» Texto para ler:
------------------------------------

Síndrome Antifosfolípidico ou Síndrome de Hughes
Síndrome Antifosfolípido: o que é?
O síndrome antifosfolípido (SAF) ou de Hughes (Professor Graham Hughes que em 1983, em Londres, descrevia esta doença), é uma doença autoimune sistémica. O organismo doente produz anticorpos contra as proteínas ligadas aos fosfolipídios - elementos estruturais presentes na membrana das células do organismo, incluindo as células sanguíneas e as que revestem os vasos sanguíneos.
A presença destes anticorpos pode aumentar o risco de desenvolvimento de coágulos sanguíneos nas veias ou artérias ou aumentar o risco de aborto espontâneo na mulher grávida. Assim a doença pode caracterizar-se por episódios, recorrentes ou não, de trombose das artérias ou veias e/ou por morbidade na gravide, contudo, algumas pessoas são portadoras destes anticorpos, mas nunca chegam a desenvolver a doença.
De acordo com o médio internista, embora a prevalência desta patologia não seja conhecida sabe-se, contudo, que atinge sobretudo o sexo feminino e, embora seja mais frequente entre “jovens adultos e adultos de meia-idade”, pode “manifestar-se também em crianças e idosos”.
Classificação
As síndromes trombóticas que se associam à presença de anticorpos anti-cardiolipina, foram inicialmente classificadas, por Bick (1994) em 4 tipologias, baseadas nas diferentes manifestações:
- Tipo I - trombose venosa profunda com ou sem trombose/embolia pulmonar;
- Tipo II - trombose das artérias coronárias; trombose arterial periféricas; trombose aórtica; trombose carotídea;
- Tipo III - trombose da artéria ou veia retinianas; trombose cerebrovascular; acidente isquémico transitório;
- Tipo IV - uma rara combinação dos tipos I, II e III.

------------------------------------

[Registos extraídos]
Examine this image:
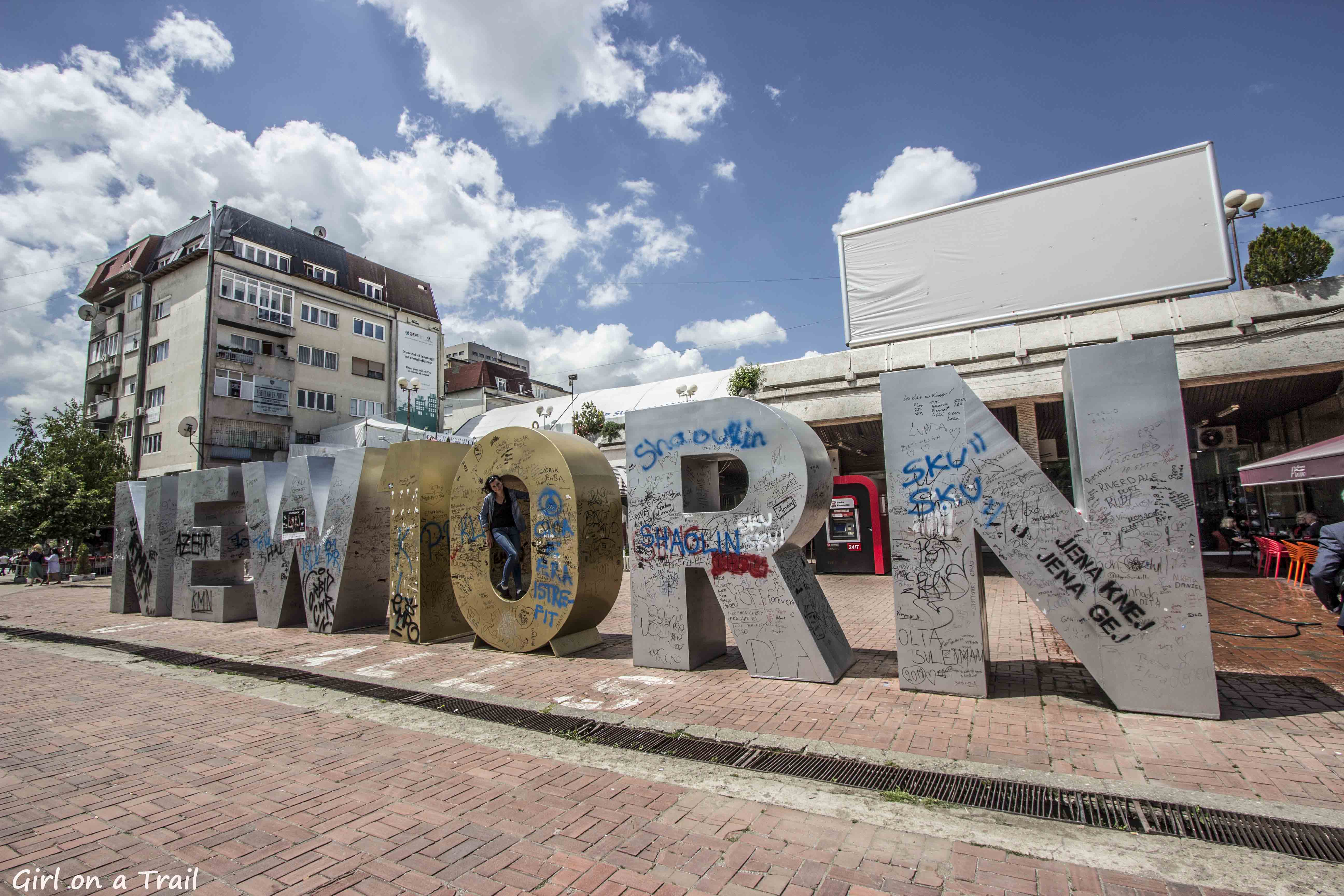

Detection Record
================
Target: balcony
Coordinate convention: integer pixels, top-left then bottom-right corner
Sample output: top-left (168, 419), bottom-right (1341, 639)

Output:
top-left (85, 355), bottom-right (121, 384)
top-left (85, 398), bottom-right (117, 423)
top-left (215, 297), bottom-right (294, 339)
top-left (215, 345), bottom-right (257, 364)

------------------------------------

» Instruções:
(1) Responda às perguntas sobre o texto da síndrome antifosfolípido:
(a) Em que ano e em que cidade descreveu o Professor Graham Hughes esta doença?
(b) Que sexo é atingido sobretudo pela doença?
(c) Em quantas tipologias classificou Bick (1994) as síndromes trombóticas?
(2) Extraia do texto sobre a síndrome antifosfolípido o trecho que começa em "Síndrome Antifosfolípidico ou" e vai até "os vasos sanguíneos.".
Responda apenas com base no texto.

» Respostas:
(1)
(a) Em 1983, em Londres.
(b) O sexo feminino.
(c) Em 4 tipologias.

(2)
Síndrome Antifosfolípidico ou Síndrome de Hughes
Síndrome Antifosfolípido: o que é?
O síndrome antifosfolípido (SAF) ou de Hughes (Professor Graham Hughes que em 1983, em Londres, descrevia esta doença), é uma doença autoimune sistémica. O organismo doente produz anticorpos contra as proteínas ligadas aos fosfolipídios - elementos estruturais presentes na membrana das células do organismo, incluindo as células sanguíneas e as que revestem os vasos sanguíneos.